> **WHAT THE TASK REQUIRES**:
Print back every record below, exactly as it stands.

══════════════════════════════

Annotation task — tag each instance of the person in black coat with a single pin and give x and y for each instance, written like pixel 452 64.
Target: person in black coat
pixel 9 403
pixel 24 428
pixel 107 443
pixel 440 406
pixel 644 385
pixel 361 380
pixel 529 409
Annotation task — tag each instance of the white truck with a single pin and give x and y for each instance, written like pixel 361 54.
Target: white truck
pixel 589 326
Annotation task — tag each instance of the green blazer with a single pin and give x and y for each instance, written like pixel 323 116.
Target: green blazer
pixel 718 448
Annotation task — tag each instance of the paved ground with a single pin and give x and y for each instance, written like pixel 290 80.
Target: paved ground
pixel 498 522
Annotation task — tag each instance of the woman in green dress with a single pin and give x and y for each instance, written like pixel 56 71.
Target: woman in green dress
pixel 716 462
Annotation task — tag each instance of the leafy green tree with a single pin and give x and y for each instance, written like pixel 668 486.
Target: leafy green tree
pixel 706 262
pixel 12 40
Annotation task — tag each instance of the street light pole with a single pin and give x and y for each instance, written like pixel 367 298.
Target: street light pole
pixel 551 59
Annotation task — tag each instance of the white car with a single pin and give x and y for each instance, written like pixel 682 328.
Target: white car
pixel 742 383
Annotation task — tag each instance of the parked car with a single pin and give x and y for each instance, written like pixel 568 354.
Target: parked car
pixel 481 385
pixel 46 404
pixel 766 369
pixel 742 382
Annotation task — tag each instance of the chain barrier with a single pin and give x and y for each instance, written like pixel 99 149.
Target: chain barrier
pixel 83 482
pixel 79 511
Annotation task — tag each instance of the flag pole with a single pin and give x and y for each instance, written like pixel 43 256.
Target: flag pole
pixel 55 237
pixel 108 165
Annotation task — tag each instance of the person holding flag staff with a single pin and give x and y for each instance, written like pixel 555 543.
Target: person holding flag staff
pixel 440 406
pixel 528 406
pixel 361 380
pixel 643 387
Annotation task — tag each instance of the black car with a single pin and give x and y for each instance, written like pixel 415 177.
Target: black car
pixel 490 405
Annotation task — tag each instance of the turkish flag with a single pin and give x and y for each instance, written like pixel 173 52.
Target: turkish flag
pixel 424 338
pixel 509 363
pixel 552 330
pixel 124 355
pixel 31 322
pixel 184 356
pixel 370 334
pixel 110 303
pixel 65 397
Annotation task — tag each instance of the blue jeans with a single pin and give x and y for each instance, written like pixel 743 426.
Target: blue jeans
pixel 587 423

══════════════════════════════

> **OUTPUT OF THE TASK**:
Annotation task — tag each instance of the person in black coat with a single pin and give x and y for each instance, written like pixel 452 64.
Target: person in black coat
pixel 9 403
pixel 24 428
pixel 107 443
pixel 440 406
pixel 644 385
pixel 361 380
pixel 529 409
Annotation task — tag each instance of the white truck with a single pin and give x and y for each instance, written like pixel 361 54.
Target: white truck
pixel 589 326
Annotation task — tag each instance of the green blazer with a single pin and give x and y for each instance, written like pixel 323 116.
Target: green blazer
pixel 718 448
Annotation task — tag each instance of the paved ground with a single pin and give x and y for each instance, written like pixel 290 80.
Target: paved ground
pixel 498 522
Annotation task — tag each instance of the woman in green dress with a single pin and give x and y for each instance, written like pixel 56 71.
Target: woman in green dress
pixel 716 462
Annotation task — tag each instance of the leafy green tree with a single pin and give x and y for each instance, written like pixel 668 486.
Target: leafy green tree
pixel 706 262
pixel 12 40
Annotation task — tag each instance of the street light pole with a single pin and give x and y for each instance, written like pixel 367 298.
Target: street light pole
pixel 551 59
Annotation task — tag each instance of the white car with a single pin and give x and y for each instance, written like pixel 682 328.
Target: white car
pixel 742 383
Annotation task — tag each instance of the parked car with a single pin and give x and y for each instance, written like pixel 568 354.
Target: parked car
pixel 481 385
pixel 46 404
pixel 766 369
pixel 742 382
Annotation task — tag each instance of the chain barrier with a single pin and give x and y for each instance, written like pixel 99 149.
Target: chain barrier
pixel 83 482
pixel 79 511
Annotation task — tag each instance of the flag pole with a single pin and give x and y for each instance, written like pixel 43 256.
Target: flag pole
pixel 55 237
pixel 108 165
Annotation task — tag each instance of the person holding flag staff with a single pin and give x and y for each instance, written like pixel 555 543.
Target: person holding flag staff
pixel 440 406
pixel 528 406
pixel 361 380
pixel 643 387
Annotation task — tag each instance of the black car with a single pin and give x and y for each instance, written like pixel 415 177.
Target: black car
pixel 490 405
Annotation task — tag each instance of the turkish flag with a single pin and give x and y for each instance, written like pixel 173 52.
Target: turkish flag
pixel 424 338
pixel 509 363
pixel 552 330
pixel 124 355
pixel 31 322
pixel 184 356
pixel 370 334
pixel 110 303
pixel 65 397
Annotation task — tag each instance of the blue jeans with a single pin and give x and y for each instance, written like pixel 743 426.
Target: blue jeans
pixel 587 423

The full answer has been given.